* **Exercise material**:
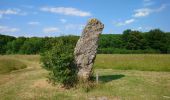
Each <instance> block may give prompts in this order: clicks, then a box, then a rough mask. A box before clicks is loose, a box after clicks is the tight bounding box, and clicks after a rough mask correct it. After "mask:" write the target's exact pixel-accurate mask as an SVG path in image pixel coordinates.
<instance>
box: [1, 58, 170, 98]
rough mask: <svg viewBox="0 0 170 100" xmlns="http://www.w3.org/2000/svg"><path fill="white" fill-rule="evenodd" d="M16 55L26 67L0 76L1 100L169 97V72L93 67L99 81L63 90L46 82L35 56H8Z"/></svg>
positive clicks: (41, 69)
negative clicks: (95, 67) (96, 68)
mask: <svg viewBox="0 0 170 100" xmlns="http://www.w3.org/2000/svg"><path fill="white" fill-rule="evenodd" d="M99 56H100V55H99ZM99 56H98V57H99ZM4 57H5V56H4ZM8 57H10V56H8ZM16 57H17V58H18V60H19V61H21V62H22V63H24V64H26V65H27V66H28V67H27V68H25V69H22V70H18V71H14V72H12V73H9V74H5V75H0V80H1V81H0V97H1V98H0V99H1V100H90V99H93V100H99V99H108V100H146V99H147V100H168V98H169V97H170V72H154V71H136V70H113V69H96V70H95V72H97V73H99V84H98V85H96V87H94V88H93V89H91V90H90V91H89V92H85V91H84V90H83V89H82V88H80V87H77V88H72V89H69V90H66V89H63V88H61V87H59V86H52V85H51V84H48V82H47V81H46V76H47V75H48V72H47V71H46V70H44V69H42V68H41V67H40V64H39V62H38V61H39V56H37V55H30V56H28V55H12V56H11V57H10V58H16ZM97 59H98V58H97ZM96 63H98V62H96ZM4 81H5V82H4Z"/></svg>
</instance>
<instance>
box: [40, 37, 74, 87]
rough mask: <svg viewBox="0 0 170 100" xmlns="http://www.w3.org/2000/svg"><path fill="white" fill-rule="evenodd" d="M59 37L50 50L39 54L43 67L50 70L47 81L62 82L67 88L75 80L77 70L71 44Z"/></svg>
mask: <svg viewBox="0 0 170 100" xmlns="http://www.w3.org/2000/svg"><path fill="white" fill-rule="evenodd" d="M64 39H65V38H63V39H61V40H60V41H59V42H58V43H57V44H56V45H55V46H54V47H53V48H52V50H50V51H47V52H45V53H43V54H42V55H41V61H42V63H43V68H45V69H47V70H49V71H50V73H49V77H48V78H49V81H50V82H52V83H53V84H55V83H56V82H59V83H62V84H63V86H64V87H66V88H69V87H71V86H74V85H75V83H76V82H77V70H76V65H75V63H74V56H73V48H74V47H73V46H72V45H70V44H69V43H67V42H68V41H65V40H64Z"/></svg>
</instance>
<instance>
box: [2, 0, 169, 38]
mask: <svg viewBox="0 0 170 100" xmlns="http://www.w3.org/2000/svg"><path fill="white" fill-rule="evenodd" d="M90 18H97V19H99V20H100V21H101V22H102V23H103V24H104V25H105V28H104V30H103V33H104V34H122V32H123V31H124V30H126V29H132V30H138V31H143V32H145V31H149V30H151V29H155V28H159V29H161V30H162V31H165V32H170V0H0V34H5V35H12V36H16V37H19V36H26V37H32V36H37V37H44V36H61V35H81V32H82V30H83V27H84V26H85V25H86V23H87V21H88V20H89V19H90Z"/></svg>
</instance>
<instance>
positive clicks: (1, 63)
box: [0, 56, 27, 74]
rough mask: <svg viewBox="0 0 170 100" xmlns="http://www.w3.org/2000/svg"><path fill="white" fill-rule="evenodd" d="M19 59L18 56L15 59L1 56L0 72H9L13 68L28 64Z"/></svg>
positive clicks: (4, 72) (16, 67) (9, 71)
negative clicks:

* **Brief**: Write out every entry above exactly as it stands, minus the pictures.

* **Your solution**:
Each <instance> block may give prompts in this order: clicks, then a box, then a rough mask. A box before clicks is loose, a box after clicks is the tight bounding box, and clicks after a rough mask correct it. After "mask:" write the target's exact pixel-accurate mask as an SVG path in image pixel coordinates.
<instance>
box: [1, 58, 170, 98]
rough mask: <svg viewBox="0 0 170 100" xmlns="http://www.w3.org/2000/svg"><path fill="white" fill-rule="evenodd" d="M16 55L26 67L0 76L1 100L169 97V72L93 67L99 81L63 90L46 82L35 56H8Z"/></svg>
positive clicks: (41, 69)
negative clicks: (95, 67) (96, 68)
mask: <svg viewBox="0 0 170 100" xmlns="http://www.w3.org/2000/svg"><path fill="white" fill-rule="evenodd" d="M99 56H100V55H99ZM99 56H98V57H99ZM4 57H5V56H4ZM8 57H10V56H8ZM16 57H17V58H18V60H19V61H21V62H22V63H24V64H26V65H27V66H28V67H27V68H25V69H22V70H18V71H14V72H12V73H9V74H5V75H0V80H1V81H0V97H1V98H0V99H1V100H90V99H93V100H99V99H108V100H146V99H147V100H168V98H169V97H170V72H154V71H136V70H113V69H96V70H95V72H97V73H99V84H98V85H96V87H94V88H93V89H91V90H90V91H89V92H85V91H84V90H83V89H82V88H80V87H77V88H72V89H69V90H66V89H63V88H61V87H59V86H52V85H51V84H48V82H47V81H46V76H47V75H48V72H47V71H46V70H44V69H42V68H41V67H40V64H39V62H38V61H39V56H37V55H30V56H28V55H12V56H11V57H10V58H16ZM97 59H98V58H97ZM96 63H98V62H96ZM4 81H5V82H4Z"/></svg>
</instance>
<instance>
box: [40, 37, 74, 87]
rough mask: <svg viewBox="0 0 170 100" xmlns="http://www.w3.org/2000/svg"><path fill="white" fill-rule="evenodd" d="M59 37L50 50L39 54L43 67L50 70L47 81L62 82L67 88L75 80L77 70L71 44Z"/></svg>
mask: <svg viewBox="0 0 170 100" xmlns="http://www.w3.org/2000/svg"><path fill="white" fill-rule="evenodd" d="M64 39H65V38H63V39H61V40H60V41H59V42H58V43H57V44H56V45H55V46H54V47H53V48H52V50H50V51H47V52H45V53H43V54H42V55H41V61H42V63H43V68H45V69H47V70H49V71H50V73H49V77H48V78H49V81H50V82H52V83H53V84H55V83H56V82H59V83H62V84H63V86H64V87H66V88H69V87H71V86H74V85H75V83H76V82H77V70H76V65H75V63H74V56H73V48H74V47H73V46H72V45H70V44H69V43H67V42H68V41H65V40H64Z"/></svg>
</instance>
<instance>
box: [2, 0, 169, 38]
mask: <svg viewBox="0 0 170 100" xmlns="http://www.w3.org/2000/svg"><path fill="white" fill-rule="evenodd" d="M90 18H97V19H99V20H100V21H101V22H102V23H103V24H104V25H105V28H104V30H103V33H104V34H122V32H123V31H124V30H126V29H132V30H138V31H143V32H145V31H149V30H151V29H155V28H159V29H161V30H162V31H165V32H170V0H0V34H5V35H12V36H16V37H19V36H26V37H32V36H37V37H44V36H61V35H81V32H82V30H83V27H84V26H85V25H86V23H87V21H88V20H89V19H90Z"/></svg>
</instance>
<instance>
positive clicks: (1, 63)
box: [0, 56, 27, 74]
rough mask: <svg viewBox="0 0 170 100" xmlns="http://www.w3.org/2000/svg"><path fill="white" fill-rule="evenodd" d="M19 59L18 56L15 59L1 56L0 72H9L13 68L28 64Z"/></svg>
positive clicks: (4, 72) (16, 67) (9, 71)
negative clicks:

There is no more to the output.